*** Provided records ***
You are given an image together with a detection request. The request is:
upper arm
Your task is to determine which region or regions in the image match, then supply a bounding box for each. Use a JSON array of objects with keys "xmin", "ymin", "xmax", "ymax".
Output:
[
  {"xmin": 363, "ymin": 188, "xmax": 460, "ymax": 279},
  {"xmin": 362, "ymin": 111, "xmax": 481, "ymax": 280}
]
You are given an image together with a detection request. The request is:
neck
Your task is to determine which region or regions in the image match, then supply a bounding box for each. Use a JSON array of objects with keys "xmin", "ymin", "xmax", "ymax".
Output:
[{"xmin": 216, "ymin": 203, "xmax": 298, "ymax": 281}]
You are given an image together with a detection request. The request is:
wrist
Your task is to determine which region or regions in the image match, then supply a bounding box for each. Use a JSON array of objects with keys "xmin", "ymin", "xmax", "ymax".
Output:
*** End of Provided records ***
Only an exact copy of all the data will do as the answer.

Solution for this task.
You are given an image together with a detection request. The request is:
upper arm
Your task is to determine which region or regions in the image match, then supply a bounding box for each. Use a JSON array of objects with keys "xmin", "ymin", "xmax", "ymax".
Output:
[
  {"xmin": 363, "ymin": 188, "xmax": 460, "ymax": 279},
  {"xmin": 362, "ymin": 111, "xmax": 481, "ymax": 280}
]
You are given an image together with a detection request. The request is:
neck
Your task is to determine which region or regions in the image match, then supply a bounding box for each. Use a JSON array of objects with keys "xmin", "ymin", "xmax", "ymax".
Output:
[{"xmin": 216, "ymin": 203, "xmax": 298, "ymax": 281}]
You are given an image together with a detection request. The request is:
wrist
Your task is to determine which region or regions in the image match, then supply a bounding box for each. Use a JSON array of objects with keys "xmin", "ymin", "xmax", "ymax".
Output:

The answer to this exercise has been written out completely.